What to work on: Work through the records that follow and return each line containing the word "segment".

Saved data entries:
_ _ _ _
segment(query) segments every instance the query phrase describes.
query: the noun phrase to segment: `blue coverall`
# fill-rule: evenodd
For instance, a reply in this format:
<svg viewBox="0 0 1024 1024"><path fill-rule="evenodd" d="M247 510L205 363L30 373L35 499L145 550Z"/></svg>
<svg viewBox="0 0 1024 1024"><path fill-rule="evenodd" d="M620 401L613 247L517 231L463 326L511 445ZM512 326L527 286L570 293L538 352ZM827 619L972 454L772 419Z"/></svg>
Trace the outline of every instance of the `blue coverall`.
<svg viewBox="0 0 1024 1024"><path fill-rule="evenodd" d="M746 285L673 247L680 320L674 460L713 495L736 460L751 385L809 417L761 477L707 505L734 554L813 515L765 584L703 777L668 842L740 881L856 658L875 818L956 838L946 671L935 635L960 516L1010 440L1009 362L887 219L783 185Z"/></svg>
_ _ _ _
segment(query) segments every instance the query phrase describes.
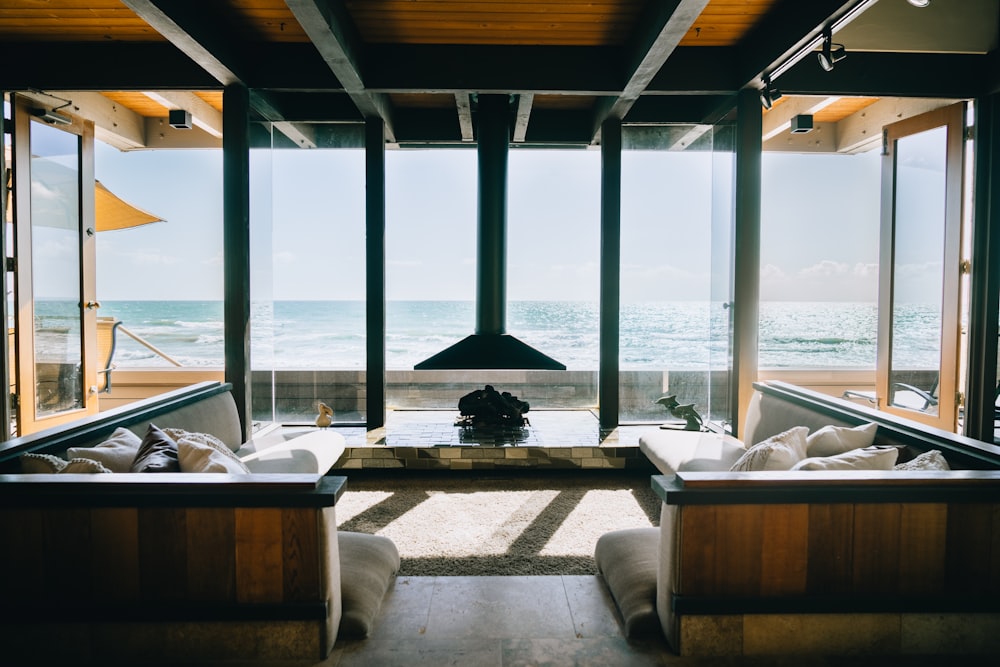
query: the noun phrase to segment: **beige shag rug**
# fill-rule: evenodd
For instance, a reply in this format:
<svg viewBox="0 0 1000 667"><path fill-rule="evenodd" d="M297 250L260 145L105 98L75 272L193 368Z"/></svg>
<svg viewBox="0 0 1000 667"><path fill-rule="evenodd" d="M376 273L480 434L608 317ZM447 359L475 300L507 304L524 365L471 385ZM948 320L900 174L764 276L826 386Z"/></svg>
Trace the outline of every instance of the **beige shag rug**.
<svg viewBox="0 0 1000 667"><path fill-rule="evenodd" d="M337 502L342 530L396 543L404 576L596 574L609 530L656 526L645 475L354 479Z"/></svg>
_ _ _ _
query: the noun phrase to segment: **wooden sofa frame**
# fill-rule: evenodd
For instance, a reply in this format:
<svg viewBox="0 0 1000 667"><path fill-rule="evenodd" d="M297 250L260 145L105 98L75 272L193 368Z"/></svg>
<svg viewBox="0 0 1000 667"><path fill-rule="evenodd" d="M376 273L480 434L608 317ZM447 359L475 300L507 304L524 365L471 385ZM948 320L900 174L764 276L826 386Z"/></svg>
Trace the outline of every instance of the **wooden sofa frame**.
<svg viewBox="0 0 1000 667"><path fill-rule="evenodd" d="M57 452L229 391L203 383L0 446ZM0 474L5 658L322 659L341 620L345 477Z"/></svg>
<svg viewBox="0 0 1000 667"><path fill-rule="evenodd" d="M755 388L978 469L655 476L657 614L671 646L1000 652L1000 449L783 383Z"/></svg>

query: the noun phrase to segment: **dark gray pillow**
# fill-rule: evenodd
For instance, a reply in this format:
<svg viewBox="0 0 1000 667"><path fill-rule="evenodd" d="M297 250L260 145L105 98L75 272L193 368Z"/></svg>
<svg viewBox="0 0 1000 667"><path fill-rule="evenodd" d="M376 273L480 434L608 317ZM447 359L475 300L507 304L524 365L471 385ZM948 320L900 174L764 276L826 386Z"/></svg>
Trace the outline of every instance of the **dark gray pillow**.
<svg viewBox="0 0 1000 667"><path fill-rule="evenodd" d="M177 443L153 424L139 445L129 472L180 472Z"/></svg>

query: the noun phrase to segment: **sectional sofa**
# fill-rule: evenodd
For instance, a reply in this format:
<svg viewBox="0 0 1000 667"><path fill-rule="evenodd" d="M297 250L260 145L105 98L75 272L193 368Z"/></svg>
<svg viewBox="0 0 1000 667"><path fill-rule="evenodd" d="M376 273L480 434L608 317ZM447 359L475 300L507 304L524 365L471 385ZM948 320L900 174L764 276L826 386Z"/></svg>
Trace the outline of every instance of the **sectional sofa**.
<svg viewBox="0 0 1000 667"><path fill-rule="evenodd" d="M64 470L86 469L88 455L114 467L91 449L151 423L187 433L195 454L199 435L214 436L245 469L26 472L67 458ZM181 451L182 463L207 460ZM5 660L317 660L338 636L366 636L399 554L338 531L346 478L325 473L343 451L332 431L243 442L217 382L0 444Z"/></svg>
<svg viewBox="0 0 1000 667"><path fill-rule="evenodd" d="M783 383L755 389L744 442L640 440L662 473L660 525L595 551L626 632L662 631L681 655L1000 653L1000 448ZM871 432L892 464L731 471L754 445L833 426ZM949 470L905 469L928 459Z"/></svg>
_ _ _ _
Exercise answer:
segment(query) segments every instance the query phrase describes.
query: the noun phrase to segment: `blue coverall`
segment(query) segments every instance the query phrase describes.
query: the noun phrase to segment: **beige shag rug**
query: the noun phrase to segment: **wooden sofa frame**
query: the noun phrase to segment: **dark gray pillow**
query: the noun phrase to segment: **sectional sofa**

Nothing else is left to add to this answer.